◆ DIRECTIVE: Echo the lines of the data below, from the line that contains "Thank you for sharing the picture. Please indicate the concrete" through the line that contains "(1252, 817)", both included, with no changes.

◆ ITEMS:
_ _ _

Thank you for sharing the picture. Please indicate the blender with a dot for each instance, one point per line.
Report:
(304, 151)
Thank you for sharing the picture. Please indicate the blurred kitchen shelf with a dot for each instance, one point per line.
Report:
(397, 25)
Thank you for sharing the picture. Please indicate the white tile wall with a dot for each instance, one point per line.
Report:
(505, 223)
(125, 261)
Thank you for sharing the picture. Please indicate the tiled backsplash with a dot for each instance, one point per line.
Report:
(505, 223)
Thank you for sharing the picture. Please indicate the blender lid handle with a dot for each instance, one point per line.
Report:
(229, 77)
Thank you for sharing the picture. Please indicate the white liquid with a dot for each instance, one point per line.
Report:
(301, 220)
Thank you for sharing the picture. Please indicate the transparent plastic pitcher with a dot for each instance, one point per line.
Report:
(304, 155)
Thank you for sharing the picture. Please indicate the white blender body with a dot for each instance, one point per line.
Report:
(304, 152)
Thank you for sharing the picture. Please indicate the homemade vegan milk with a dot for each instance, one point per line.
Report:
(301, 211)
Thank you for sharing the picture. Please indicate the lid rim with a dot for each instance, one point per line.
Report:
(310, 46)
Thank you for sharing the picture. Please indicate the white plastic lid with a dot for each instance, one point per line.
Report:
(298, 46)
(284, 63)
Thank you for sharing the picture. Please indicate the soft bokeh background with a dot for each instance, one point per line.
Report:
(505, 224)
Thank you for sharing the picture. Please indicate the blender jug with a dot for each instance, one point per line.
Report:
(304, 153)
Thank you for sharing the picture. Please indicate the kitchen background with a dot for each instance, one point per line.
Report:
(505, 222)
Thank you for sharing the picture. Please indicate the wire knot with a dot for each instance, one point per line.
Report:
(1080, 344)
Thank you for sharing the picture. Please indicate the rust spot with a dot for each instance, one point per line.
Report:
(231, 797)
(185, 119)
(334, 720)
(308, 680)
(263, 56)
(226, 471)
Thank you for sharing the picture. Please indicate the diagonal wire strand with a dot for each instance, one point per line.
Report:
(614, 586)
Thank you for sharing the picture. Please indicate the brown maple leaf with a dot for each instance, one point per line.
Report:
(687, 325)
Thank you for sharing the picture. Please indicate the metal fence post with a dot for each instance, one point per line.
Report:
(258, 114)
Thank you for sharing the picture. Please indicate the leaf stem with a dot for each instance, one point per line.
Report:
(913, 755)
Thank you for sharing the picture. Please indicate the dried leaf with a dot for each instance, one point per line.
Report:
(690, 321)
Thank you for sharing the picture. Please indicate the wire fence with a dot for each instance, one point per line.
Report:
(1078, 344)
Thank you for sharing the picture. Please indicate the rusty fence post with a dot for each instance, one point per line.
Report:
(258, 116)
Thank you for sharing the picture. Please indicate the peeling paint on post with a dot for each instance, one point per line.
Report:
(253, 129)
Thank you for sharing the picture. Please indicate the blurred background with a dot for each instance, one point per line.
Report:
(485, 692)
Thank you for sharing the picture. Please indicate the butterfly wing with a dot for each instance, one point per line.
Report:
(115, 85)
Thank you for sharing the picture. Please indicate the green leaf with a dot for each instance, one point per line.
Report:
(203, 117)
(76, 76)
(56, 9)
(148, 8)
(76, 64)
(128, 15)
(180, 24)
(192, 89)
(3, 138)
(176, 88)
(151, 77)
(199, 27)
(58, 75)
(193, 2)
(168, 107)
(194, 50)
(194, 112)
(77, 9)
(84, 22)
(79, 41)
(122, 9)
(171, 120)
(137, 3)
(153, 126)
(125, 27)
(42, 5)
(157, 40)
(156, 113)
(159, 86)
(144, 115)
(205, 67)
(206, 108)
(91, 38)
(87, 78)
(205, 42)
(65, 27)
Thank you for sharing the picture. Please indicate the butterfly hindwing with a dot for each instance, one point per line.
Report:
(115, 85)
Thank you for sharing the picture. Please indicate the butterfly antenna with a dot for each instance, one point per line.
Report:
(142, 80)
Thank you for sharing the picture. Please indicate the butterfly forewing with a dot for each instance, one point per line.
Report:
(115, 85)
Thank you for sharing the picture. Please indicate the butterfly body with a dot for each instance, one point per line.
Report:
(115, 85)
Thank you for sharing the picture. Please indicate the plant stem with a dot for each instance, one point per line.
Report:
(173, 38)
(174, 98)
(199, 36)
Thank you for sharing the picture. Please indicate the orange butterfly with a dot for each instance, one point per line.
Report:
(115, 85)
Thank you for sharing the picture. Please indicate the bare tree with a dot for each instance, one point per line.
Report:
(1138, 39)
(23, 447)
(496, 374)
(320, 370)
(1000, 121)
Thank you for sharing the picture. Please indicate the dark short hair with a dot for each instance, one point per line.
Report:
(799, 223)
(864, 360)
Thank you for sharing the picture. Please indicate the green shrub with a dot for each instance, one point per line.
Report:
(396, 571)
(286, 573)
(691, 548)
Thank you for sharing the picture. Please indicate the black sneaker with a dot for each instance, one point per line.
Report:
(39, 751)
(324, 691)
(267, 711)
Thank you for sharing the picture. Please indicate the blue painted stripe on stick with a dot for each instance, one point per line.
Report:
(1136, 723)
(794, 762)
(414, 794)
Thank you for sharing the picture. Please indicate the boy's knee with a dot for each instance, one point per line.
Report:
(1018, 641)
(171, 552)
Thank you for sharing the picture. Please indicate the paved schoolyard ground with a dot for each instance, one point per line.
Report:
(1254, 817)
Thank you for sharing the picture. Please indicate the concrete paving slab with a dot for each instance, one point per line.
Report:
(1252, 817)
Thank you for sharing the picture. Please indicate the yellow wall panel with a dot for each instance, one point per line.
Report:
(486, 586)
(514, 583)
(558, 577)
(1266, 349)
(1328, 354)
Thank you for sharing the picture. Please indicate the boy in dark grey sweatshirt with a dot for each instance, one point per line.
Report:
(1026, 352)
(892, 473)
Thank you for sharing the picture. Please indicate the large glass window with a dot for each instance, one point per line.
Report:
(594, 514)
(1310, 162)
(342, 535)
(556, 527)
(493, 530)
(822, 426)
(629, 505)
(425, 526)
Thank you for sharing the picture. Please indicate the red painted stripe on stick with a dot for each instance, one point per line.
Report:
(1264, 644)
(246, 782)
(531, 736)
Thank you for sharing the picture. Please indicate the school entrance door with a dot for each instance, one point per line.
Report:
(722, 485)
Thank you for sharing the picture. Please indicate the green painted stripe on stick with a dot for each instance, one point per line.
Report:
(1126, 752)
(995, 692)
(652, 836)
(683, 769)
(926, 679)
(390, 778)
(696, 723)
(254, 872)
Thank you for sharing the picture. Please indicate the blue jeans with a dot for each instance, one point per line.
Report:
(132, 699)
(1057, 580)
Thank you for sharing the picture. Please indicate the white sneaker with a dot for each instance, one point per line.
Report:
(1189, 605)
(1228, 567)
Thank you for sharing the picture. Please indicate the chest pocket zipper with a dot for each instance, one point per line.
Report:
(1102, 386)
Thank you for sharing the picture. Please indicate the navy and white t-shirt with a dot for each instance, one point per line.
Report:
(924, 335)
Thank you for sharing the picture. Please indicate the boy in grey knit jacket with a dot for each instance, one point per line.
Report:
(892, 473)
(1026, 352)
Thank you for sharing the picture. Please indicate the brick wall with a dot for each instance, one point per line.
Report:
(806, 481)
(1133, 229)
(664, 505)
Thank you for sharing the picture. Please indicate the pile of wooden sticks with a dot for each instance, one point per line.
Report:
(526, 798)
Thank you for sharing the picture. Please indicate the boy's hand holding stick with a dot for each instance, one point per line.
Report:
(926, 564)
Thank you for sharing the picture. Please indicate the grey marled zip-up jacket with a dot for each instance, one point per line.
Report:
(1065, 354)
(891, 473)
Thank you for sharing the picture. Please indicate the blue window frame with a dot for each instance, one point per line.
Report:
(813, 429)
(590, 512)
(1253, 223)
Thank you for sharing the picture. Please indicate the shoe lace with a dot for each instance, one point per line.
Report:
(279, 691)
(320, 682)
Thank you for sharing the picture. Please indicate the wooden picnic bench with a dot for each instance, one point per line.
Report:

_ _ _

◆ WRITTEN REPLY:
Thank you for sharing the picture. Please indicate the concrete paving slab with a dot for each instance, one point per line.
Report:
(1252, 817)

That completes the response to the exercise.